Location identification entries:
┄┄┄┄┄┄
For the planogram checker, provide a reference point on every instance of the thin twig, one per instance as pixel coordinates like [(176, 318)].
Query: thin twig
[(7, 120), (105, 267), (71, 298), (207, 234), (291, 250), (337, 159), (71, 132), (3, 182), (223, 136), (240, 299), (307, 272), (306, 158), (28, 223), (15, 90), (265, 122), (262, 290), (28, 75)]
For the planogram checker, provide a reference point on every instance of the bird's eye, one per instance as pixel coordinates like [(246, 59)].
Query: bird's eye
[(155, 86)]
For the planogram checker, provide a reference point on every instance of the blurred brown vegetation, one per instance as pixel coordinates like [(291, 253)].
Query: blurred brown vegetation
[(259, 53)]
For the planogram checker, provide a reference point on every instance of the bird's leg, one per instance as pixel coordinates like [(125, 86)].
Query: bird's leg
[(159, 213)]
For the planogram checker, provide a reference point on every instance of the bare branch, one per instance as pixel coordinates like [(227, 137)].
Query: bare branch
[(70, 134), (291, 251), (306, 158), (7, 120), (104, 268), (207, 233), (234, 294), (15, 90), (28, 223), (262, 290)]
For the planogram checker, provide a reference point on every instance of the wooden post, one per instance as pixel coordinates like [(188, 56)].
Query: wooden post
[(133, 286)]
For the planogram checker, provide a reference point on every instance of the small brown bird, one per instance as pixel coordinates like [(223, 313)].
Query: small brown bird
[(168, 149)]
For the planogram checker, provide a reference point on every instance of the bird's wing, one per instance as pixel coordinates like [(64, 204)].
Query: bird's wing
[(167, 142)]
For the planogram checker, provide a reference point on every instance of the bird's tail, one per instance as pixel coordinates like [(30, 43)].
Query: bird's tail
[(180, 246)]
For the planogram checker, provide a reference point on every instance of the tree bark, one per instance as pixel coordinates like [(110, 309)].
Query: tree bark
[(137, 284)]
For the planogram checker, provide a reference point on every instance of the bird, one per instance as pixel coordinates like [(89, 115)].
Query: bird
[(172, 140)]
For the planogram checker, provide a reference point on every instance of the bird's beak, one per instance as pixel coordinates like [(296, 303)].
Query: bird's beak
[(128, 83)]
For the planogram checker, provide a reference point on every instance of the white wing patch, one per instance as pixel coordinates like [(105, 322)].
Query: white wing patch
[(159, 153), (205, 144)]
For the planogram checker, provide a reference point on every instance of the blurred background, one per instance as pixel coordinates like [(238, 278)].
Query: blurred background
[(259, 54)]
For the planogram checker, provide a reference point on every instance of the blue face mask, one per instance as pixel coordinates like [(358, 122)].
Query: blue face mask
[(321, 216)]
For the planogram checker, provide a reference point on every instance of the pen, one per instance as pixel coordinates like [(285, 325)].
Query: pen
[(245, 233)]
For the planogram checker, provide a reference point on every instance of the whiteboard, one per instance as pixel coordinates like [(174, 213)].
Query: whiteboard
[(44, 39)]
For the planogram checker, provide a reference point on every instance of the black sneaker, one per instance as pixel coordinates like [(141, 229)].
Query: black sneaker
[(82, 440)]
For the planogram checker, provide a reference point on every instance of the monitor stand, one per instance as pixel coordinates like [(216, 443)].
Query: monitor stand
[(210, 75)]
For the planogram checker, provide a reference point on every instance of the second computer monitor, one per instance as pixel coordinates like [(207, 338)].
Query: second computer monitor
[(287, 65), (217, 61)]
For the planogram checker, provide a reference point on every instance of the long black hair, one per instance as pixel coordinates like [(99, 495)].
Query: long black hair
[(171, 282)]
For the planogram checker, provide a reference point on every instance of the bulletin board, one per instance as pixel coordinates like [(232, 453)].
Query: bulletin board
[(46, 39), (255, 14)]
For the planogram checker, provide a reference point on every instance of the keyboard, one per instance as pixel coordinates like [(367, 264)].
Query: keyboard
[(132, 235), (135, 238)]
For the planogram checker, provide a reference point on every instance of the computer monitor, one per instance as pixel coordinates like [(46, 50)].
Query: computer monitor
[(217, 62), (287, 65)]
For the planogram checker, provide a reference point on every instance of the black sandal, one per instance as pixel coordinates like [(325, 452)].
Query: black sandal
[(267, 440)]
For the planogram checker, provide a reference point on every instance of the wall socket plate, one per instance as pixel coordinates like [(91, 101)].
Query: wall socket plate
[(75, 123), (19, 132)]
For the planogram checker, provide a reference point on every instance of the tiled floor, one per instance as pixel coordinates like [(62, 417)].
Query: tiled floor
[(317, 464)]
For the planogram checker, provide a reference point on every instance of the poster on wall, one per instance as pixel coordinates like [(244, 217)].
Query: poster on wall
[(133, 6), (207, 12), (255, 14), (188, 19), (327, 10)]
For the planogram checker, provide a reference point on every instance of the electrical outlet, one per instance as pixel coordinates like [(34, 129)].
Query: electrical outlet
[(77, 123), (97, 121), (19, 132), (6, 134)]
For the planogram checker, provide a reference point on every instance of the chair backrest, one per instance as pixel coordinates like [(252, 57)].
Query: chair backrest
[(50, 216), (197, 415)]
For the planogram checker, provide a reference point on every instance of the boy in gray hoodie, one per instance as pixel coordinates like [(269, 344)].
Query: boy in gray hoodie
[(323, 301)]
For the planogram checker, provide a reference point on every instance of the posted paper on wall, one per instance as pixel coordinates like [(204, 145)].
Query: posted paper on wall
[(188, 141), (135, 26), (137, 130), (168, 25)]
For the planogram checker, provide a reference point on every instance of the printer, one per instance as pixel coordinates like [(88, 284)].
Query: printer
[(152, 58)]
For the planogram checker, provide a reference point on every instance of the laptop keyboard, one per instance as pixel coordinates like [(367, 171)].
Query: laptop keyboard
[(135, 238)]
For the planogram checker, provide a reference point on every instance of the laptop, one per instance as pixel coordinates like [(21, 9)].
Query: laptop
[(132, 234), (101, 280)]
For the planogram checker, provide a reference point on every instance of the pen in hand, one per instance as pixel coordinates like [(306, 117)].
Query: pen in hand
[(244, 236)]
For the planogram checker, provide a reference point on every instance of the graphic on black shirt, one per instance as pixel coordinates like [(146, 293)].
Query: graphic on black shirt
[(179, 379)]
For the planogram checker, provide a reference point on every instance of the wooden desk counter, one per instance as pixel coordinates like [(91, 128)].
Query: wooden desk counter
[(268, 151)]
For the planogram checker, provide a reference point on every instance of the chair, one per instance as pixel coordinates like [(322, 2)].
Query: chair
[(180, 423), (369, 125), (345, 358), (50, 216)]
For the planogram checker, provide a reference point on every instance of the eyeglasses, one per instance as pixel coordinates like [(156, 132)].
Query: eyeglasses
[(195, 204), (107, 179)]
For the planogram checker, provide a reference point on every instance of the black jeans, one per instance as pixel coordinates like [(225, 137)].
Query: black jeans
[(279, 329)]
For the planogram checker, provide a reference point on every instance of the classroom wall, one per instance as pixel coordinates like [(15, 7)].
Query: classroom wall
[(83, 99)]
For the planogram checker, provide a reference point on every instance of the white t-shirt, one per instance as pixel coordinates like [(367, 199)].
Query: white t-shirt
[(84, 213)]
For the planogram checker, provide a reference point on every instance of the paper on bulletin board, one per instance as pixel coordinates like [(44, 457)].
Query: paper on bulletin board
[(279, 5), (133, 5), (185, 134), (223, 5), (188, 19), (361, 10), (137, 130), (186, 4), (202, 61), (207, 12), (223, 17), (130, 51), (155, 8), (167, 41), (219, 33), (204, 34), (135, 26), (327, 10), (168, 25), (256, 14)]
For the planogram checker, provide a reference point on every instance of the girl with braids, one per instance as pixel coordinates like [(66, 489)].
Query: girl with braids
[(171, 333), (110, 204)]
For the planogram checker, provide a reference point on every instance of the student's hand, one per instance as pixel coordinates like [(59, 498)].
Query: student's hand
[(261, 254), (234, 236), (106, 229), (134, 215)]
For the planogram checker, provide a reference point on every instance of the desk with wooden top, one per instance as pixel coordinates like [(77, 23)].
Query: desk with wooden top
┄┄┄┄┄┄
▸ Goal of the exercise
Rewrite only the lines starting at the one containing "like [(244, 217)]." and ending at the one containing "[(50, 216), (197, 415)]". Replace "electrical outlet" with "wall socket" and leave everything else unchanged.

▸ Solution to this task
For the planogram checker, provide a reference point on every instance of the poster on wall, one per instance as pixel coordinates like [(244, 217)].
Query: poster on wall
[(133, 6), (207, 12), (255, 14), (188, 19), (327, 10)]
For the planogram checker, provide a reference point on every instance of the wall socket, one per instance as pixel coordinates like [(34, 129)].
Query: wall socket
[(77, 123), (97, 121), (19, 132), (6, 134)]
For the planogram checker, provide a reference point on every instance of the chair backrest, one per instance as pixel coordinates like [(252, 57)].
Query: chair backrest
[(50, 216), (197, 415)]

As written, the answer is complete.